## TASKS TO PERFORM
1 - In the article about the Spring Street Courthouse, in what year was the building declared a National Historic Landmark?
2 - Extend the article about the Spring Street Courthouse past its final sentence.
*** SOURCE TEXT
17-story Art Moderne building listed for “accelerated disposition” in Civic Center

GSA acting administrator Stephen Ehikian; 312 Spring Street (Getty, GSA, Google Maps)

Uncle Sam wants to unload a landmark federal courthouse in Downtown Los Angeles in what appears to be a fire sale.

The U.S. General Services Administration has listed the 17-story, 751,800-square-foot Spring Street Courthouse for “accelerated disposition” at 312 Spring Street, in Civic Center, Bisnow reported. An asking price was not disclosed.

The historic landmark was previously on a list of “noncore” properties marketed for sale that the GSA posted in early March, then took down less than a day later. 

The Art Moderne building, designed by Gilbert Stanley Underwood, was completed in 1940 as the U.S. Post Office and Courthouse. 

It’s been home to major court cases, including Gonzalo Mendez v. Westminster School District of Orange County, a major legal case advancing the civil rights of Mexican-Americans and a precursor to the landmark Brown v. Board of Education decision.

It also housed a breach of contract case filed by Bette Davis against Warner Bros. 

The gray courthouse building with vertical windows, bounded by Spring, Main, Temple and Aliso streets, was declared a National Historic Landmark in 2012.

Today, the granite and terra cotta building serves such tenants as the National Labor Relations Board, the Small Business Administration, the GSA and some Los Angeles Superior Court operations, according to the GSA.

The GSA did not respond to a request for comment from Bisnow about the building’s occupancy.
******
*** EXTRACTED RECORDS
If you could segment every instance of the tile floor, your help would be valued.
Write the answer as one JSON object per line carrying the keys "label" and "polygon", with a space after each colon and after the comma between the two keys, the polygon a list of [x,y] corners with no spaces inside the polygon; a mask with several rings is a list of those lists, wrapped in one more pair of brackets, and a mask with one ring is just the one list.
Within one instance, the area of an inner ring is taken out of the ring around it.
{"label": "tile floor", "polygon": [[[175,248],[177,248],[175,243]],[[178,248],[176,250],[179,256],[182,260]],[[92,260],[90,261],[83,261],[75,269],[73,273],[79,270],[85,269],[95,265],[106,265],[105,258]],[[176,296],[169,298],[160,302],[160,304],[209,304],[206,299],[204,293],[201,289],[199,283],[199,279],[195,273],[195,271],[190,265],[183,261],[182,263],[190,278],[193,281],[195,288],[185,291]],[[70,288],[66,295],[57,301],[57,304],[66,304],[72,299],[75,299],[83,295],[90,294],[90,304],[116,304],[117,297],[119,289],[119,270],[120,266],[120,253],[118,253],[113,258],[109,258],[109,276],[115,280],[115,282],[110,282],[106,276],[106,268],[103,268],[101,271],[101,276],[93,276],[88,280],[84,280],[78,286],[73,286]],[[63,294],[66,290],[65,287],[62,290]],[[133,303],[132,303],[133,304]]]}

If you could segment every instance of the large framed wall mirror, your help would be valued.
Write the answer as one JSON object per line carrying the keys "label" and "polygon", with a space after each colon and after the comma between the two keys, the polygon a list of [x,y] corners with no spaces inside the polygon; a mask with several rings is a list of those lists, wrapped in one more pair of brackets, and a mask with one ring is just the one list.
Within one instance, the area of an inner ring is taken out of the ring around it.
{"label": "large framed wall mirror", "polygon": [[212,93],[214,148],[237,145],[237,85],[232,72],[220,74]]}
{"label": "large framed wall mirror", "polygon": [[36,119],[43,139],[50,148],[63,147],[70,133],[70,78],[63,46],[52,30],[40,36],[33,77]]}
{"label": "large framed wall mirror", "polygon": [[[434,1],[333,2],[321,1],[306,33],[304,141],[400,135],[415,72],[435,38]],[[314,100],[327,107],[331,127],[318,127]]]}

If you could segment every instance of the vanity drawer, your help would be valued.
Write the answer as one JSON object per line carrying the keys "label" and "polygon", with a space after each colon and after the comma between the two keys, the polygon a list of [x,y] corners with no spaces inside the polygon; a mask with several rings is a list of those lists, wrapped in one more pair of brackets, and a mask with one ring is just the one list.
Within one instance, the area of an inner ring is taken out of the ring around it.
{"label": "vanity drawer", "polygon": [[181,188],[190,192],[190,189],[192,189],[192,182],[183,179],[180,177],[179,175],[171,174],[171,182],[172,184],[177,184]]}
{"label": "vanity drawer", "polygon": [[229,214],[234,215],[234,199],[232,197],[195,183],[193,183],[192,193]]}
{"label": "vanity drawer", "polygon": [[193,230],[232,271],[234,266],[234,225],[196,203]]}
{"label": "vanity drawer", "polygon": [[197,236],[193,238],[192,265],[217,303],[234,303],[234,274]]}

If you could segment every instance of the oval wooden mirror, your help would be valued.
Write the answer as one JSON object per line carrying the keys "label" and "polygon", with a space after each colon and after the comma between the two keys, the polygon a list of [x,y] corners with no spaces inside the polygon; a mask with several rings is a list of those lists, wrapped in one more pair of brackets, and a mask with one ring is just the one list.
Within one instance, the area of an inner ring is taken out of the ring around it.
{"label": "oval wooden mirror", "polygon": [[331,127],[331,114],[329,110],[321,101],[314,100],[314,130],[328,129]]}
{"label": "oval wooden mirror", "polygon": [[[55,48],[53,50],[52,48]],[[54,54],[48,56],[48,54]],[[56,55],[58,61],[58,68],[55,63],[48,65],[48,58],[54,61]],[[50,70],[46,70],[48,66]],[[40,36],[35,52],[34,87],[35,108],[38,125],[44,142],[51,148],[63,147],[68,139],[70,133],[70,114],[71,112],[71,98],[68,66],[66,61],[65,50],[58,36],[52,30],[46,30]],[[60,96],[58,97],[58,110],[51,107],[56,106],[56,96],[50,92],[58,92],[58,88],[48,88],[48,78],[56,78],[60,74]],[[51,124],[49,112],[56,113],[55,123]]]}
******
## EXERCISE ANSWERS
1 - 2012

2 -
The investor pool for the historic properties may be shallow, according to Mike Condon, a commercial broker with Cushman & Wakefield in Los Angeles.

“When you see Class-A, trophy high-rises selling, ballpark, from around $125 a square foot, and those are typically already fully renovated, I think there will be some obvious challenges,” Condon told Bisnow.

Condon said he’d not be surprised by interest from a wealthy buyer or family office, who have been the primary investors in Downtown office buildings since the pandemic.

The GSA added the courthouse to a new list of disposition properties, which reflects “a more incremental approach focusing on a shorter list of assets that have already been evaluated” for factors including the cost of deferred maintenance for the building, according to a FAQ on the GSA site

Spring Street Courthouse would be “tough” to sell, Aleks Trifunovic, president of Lee & Associates in West Los Angeles, told The Real Deal last spring.

“That one is for all intents and purposes — f****d,” Trifunovic said. “They should find a way to keep that one until Downtown comes back.”